* [READING TEXT]
● ● ● ● ● ● ●

We're actually planning on getting a second vehicle soon but my husband wants a gas efficient car to drive to work. Tried to talk him into a truck but it was a no-go. On the flip side, my 14-year-old is already dreaming of her first rig and wants a truck. So maybe in a couple more years we'll have one.

In the past I've gotten hay bales for rabbits (used to raise meat rabbits) and I always felt like the feed store guys were laughing at me when they loaded up the back of our van. 

I should keep an eye out for a trailer.  Our van is totally able to pull one!


----------



## farmerjan (Feb 26, 2019)

How many goats?  They might be better off in the "smaller side" with the window, take the shelves out, except the top one for misc equipment?  Overhead light for night time feeding/milking/kidding.   Sand would be okay for a base, but will not absorb anything.  So you will need sawdust/shavings/straw/   something absorbable.  Lime down first to help with the odors. 
Some siding for climate control, and protection to keep the particle board from falling apart from moisture... all set to go.  Not bad. 
Think you have a good start there.

● ● ● ● ● ● ●

Point annotation records
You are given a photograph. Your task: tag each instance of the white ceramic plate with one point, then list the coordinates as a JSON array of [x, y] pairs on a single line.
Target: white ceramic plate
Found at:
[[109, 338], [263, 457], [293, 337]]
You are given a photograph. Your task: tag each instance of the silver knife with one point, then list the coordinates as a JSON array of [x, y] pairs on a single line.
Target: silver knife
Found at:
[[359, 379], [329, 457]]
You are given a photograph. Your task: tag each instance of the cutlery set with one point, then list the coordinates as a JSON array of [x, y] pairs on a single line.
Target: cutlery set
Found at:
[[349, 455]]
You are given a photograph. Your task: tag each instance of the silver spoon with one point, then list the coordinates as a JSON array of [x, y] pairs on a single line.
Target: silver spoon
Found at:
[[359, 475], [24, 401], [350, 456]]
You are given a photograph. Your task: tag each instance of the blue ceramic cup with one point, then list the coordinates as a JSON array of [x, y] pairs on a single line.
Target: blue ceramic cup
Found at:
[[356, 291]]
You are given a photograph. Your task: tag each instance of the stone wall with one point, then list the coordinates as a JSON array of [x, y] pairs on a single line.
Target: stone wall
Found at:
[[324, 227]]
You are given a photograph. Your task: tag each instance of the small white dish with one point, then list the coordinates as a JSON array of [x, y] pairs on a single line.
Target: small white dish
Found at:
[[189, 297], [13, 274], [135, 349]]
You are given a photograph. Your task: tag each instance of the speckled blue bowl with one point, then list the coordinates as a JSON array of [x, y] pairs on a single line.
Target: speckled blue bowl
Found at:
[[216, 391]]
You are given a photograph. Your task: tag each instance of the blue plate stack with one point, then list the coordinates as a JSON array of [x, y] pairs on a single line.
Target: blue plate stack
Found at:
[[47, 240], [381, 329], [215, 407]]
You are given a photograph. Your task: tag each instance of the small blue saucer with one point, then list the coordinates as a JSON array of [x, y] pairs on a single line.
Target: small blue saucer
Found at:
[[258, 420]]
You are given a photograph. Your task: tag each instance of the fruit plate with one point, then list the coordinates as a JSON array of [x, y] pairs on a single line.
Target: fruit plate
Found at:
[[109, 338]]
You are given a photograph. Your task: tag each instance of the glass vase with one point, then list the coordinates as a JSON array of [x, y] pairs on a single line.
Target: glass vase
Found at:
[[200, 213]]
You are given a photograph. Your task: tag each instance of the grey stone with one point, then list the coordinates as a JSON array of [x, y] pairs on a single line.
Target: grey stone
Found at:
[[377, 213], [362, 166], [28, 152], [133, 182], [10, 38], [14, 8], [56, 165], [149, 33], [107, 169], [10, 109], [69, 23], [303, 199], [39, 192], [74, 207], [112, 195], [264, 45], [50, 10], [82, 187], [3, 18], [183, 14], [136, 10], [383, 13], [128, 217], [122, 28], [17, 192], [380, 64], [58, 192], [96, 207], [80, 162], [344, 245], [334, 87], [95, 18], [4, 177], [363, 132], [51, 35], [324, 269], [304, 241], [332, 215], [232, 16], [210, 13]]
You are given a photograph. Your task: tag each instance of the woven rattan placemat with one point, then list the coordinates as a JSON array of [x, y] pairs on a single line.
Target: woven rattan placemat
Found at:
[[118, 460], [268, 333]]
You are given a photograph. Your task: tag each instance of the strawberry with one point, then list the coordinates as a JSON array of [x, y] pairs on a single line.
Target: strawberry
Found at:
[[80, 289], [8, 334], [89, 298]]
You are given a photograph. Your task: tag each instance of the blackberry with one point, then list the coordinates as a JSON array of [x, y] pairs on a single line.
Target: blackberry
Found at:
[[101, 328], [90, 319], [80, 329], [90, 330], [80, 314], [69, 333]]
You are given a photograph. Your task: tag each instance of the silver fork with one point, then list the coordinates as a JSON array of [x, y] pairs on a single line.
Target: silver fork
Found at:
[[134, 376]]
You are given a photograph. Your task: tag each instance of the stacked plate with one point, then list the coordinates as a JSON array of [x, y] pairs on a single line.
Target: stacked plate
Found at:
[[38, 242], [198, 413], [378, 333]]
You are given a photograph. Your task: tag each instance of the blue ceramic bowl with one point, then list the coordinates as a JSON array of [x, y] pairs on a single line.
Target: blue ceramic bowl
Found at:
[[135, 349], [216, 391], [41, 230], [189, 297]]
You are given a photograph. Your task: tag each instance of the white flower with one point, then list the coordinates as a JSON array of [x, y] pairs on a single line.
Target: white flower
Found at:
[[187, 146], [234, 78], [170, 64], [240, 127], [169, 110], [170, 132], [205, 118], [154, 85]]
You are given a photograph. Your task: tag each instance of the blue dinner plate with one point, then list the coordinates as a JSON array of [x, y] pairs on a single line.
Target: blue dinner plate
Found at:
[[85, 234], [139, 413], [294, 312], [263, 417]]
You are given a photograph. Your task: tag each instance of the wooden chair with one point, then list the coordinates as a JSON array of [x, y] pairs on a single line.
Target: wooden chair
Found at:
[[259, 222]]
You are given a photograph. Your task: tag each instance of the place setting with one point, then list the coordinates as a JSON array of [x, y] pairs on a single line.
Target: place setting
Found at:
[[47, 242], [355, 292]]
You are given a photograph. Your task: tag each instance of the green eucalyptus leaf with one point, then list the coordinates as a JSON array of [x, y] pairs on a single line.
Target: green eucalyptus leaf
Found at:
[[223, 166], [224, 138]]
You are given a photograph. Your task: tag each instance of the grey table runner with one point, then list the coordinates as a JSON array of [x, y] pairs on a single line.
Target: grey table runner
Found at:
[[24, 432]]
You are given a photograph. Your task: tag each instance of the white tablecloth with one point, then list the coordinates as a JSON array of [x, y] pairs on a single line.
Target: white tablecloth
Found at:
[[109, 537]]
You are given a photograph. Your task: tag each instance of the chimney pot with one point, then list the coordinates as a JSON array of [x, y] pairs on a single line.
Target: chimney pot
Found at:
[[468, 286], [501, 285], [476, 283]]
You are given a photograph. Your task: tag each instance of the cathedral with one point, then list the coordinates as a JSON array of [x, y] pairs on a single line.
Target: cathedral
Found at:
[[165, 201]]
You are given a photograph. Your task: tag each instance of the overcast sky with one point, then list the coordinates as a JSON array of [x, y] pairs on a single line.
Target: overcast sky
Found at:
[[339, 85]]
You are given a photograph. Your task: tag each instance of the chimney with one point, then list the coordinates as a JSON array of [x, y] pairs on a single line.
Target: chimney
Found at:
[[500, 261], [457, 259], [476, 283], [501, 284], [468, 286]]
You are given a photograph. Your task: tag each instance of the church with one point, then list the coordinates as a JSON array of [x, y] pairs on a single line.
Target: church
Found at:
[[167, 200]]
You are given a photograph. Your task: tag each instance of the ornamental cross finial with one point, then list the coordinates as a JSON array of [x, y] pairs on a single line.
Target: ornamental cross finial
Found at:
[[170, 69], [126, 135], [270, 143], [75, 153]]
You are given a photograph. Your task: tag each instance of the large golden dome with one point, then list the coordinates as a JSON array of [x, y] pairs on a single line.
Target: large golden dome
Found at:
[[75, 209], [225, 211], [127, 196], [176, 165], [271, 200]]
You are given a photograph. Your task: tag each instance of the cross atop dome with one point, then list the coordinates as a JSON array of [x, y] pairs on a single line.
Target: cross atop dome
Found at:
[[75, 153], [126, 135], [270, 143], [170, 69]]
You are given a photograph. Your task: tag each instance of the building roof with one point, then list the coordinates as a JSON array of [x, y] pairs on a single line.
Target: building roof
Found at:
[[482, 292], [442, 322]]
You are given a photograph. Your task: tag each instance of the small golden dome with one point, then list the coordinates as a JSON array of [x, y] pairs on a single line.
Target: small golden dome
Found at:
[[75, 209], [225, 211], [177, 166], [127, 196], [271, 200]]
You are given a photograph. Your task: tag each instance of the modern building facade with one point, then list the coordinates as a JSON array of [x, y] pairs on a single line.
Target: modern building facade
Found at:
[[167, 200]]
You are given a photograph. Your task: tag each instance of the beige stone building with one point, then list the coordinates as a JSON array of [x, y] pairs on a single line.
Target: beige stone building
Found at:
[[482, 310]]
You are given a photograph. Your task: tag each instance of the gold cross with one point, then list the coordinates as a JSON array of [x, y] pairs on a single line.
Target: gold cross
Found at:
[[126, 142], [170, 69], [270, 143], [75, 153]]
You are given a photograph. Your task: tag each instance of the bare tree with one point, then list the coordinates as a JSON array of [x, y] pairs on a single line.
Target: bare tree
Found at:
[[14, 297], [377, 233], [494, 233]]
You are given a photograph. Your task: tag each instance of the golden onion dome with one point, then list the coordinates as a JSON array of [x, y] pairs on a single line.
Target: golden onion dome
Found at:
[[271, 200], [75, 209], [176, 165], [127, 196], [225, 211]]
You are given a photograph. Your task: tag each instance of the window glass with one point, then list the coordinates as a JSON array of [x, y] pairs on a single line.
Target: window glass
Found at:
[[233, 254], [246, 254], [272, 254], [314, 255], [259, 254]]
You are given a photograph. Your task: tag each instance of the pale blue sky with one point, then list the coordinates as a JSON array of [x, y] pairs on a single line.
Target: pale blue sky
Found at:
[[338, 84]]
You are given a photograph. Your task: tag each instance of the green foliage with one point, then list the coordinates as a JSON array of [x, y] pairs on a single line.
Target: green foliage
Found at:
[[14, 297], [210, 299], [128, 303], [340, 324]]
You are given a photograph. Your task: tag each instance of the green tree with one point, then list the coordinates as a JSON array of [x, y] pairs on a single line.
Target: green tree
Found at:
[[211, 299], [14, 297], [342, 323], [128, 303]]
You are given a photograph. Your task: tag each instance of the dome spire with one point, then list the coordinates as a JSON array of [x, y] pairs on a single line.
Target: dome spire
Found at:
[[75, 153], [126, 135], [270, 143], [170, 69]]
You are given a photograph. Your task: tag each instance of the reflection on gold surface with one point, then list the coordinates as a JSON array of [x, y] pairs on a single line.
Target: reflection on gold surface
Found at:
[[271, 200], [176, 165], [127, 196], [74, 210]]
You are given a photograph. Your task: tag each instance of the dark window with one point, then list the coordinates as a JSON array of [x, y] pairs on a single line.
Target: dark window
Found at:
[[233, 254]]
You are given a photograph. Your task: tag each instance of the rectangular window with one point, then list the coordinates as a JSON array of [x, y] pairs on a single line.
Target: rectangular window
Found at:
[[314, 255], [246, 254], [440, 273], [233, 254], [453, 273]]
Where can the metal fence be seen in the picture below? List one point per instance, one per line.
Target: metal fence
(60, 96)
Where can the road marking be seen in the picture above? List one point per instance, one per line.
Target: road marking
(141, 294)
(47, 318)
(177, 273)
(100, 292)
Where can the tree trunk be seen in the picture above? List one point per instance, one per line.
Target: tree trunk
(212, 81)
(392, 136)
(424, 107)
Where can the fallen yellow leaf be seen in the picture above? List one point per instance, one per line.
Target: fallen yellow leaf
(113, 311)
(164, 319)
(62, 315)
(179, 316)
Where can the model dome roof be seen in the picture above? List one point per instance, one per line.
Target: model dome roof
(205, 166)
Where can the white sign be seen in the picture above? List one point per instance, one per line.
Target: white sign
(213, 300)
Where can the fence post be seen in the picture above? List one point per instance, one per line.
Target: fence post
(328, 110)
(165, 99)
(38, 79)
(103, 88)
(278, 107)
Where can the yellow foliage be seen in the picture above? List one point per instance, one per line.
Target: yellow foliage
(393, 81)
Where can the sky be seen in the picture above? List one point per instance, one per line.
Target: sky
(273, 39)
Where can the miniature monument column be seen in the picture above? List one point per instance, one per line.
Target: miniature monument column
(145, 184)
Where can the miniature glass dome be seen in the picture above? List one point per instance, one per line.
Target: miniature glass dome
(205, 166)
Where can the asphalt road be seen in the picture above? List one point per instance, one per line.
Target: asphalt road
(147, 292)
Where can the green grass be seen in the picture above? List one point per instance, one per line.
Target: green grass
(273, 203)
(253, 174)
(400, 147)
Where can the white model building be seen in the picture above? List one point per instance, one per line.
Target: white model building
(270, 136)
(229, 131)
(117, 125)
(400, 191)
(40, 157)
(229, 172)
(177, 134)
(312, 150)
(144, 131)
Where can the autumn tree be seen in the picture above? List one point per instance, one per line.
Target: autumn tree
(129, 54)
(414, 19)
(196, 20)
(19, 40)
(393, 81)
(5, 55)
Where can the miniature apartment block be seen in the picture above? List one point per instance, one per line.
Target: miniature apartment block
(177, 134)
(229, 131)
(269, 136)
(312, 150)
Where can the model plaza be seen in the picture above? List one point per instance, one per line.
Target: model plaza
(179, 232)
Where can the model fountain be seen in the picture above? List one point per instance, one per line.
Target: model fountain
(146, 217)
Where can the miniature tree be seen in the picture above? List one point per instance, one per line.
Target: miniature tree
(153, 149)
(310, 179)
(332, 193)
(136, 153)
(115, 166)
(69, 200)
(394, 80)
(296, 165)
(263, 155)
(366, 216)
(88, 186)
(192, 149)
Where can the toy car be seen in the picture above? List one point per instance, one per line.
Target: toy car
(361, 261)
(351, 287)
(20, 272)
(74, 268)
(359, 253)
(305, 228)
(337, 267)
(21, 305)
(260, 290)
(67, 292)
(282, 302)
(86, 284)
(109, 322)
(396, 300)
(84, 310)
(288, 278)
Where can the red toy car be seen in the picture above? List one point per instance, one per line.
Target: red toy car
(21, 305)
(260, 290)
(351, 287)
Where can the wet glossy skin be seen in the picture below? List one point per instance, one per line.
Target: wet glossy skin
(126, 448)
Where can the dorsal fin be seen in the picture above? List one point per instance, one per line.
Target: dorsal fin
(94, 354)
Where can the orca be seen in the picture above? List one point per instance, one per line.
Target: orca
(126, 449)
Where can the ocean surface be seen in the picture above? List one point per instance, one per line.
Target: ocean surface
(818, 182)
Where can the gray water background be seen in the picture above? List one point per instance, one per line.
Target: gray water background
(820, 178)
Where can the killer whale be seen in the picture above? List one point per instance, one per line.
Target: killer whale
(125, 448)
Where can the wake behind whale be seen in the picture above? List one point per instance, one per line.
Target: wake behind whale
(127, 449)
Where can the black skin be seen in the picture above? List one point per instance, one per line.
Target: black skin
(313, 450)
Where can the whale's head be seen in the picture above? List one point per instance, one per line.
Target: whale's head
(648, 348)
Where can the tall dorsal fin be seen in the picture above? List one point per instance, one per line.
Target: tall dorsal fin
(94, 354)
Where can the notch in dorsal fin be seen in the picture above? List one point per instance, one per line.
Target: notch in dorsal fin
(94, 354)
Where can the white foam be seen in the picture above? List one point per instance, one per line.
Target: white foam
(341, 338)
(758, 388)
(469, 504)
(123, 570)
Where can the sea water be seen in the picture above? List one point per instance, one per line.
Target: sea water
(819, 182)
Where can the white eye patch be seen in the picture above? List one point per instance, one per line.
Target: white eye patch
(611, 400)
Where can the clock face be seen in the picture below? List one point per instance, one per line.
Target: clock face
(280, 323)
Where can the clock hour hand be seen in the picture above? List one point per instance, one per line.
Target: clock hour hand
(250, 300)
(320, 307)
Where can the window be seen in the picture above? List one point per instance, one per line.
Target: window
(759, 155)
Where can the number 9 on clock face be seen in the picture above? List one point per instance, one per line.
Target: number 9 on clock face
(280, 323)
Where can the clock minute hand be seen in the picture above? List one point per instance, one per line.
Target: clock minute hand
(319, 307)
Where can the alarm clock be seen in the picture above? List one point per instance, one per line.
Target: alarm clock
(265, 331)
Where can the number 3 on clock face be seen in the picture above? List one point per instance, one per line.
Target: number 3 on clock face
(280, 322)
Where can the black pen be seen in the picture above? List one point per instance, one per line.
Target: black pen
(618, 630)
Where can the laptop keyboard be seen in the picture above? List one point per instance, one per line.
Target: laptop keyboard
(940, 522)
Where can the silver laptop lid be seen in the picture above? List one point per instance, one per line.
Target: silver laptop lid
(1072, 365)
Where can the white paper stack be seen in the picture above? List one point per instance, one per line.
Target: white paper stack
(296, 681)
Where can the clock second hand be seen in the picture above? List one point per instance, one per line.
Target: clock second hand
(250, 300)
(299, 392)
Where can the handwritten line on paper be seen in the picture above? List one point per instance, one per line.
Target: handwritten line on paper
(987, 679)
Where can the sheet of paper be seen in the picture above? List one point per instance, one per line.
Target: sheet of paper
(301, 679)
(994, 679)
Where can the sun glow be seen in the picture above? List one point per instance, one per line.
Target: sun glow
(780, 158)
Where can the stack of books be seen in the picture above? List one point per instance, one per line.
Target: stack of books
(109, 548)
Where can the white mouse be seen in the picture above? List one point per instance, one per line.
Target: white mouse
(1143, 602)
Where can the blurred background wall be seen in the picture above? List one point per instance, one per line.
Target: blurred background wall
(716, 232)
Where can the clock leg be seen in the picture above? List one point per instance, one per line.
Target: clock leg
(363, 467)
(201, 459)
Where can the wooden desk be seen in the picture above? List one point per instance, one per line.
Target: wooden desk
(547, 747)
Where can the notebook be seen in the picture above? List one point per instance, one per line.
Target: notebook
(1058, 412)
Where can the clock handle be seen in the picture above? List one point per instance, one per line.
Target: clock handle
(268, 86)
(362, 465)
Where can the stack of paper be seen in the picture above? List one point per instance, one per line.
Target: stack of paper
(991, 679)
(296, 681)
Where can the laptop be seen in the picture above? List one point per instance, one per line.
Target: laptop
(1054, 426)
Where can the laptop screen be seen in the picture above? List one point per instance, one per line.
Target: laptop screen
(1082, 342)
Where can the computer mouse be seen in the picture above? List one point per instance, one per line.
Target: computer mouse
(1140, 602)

● ● ● ● ● ● ●

* [SET TASKS]
(A) Copy the records verbatim from the line with "of the building" to the line with "[[14, 297], [377, 233], [494, 233]]".
(B) Extend the forum thread about the goat shelter, picking up right after its final sentence.
The text and the records were taken from unrelated sources.

* [ANSWERS]
(A)
You are given a photograph. Your task: tag each instance of the building roof with one point, then list the coordinates as a JSON array of [x, y] pairs on a single line.
Target: building roof
Found at:
[[482, 292], [442, 322]]
You are given a photograph. Your task: tag each instance of the small golden dome with one point, then list the coordinates as a JSON array of [x, y] pairs on a single line.
Target: small golden dome
Found at:
[[75, 209], [225, 211], [177, 166], [127, 196], [271, 200]]
You are given a photograph. Your task: tag each instance of the modern building facade with one point, then list the coordinates as a JSON array of [x, y] pairs on a single line.
Target: modern building facade
Found at:
[[167, 200]]
You are given a photograph. Your task: tag each instance of the beige stone building with one point, then list the coordinates as a JSON array of [x, y] pairs on a single line.
Target: beige stone building
Found at:
[[482, 310]]
You are given a photograph. Your task: tag each instance of the gold cross with one point, then list the coordinates as a JSON array of [x, y] pairs on a single line.
Target: gold cross
Found at:
[[126, 142], [170, 69], [270, 143], [75, 153]]
You are given a photograph. Your task: tag each instance of the bare tree with one point, then list the coordinates as a JSON array of [x, y] pairs on a single line.
Target: bare tree
Found at:
[[14, 297], [377, 233], [494, 233]]

(B)
DO NOT let anyone talk you into "GOAT MATH"  you do not need to expand to side stretching proportions!!!!!  I see what everyone here does....


----------



## farmerjan (Feb 26, 2019)

Rent a trailer for a trip and make it count.  Don't need to lay out money for it right off the bat.  Usually can rent over the weekend....or make a full day's use of it. Pick up in the evening, use all the next day, take back early the next morning.


----------



## Baymule (Feb 26, 2019)

No sand. It will absorb pee and stink to Kingdom come. I would put a sealer on the concrete or it will become a stink bomb. Paint and seal all wood, inside and out. Can you get pine shavings or straw? They are absorbent and make soft bedding. Start a compost pile with it for the garden that you will plant. (can't waste that valuable stuff)

Use half for stacking hay and keeping feed. Keep feed in metal trash cans with lid to keep rats and mice out. 
You can stack a lot of hay in there, I think you will be happy with it. Put a GOOD DOOR  on it with a GOOD LATCH that those devious goats cannot get open!

Definitely build a separate chicken coop with a run, dirt floor. Do deep litter, clean out a few times a year. I just keep throwing more stuff in there, leaves, pine shavings, wood chips. fall is a great time to collect leaves, people rake their leaves and politely leave them on the curb for you to pick up. Clean it out, sprinkle lime on the bottom, toss in more litter. Pile up that rich chicken litter/poop for that garden...…. LOL 

You mentioned dogs be aware that most goat attacks are from dogs...….


----------



## Genipher (Feb 26, 2019)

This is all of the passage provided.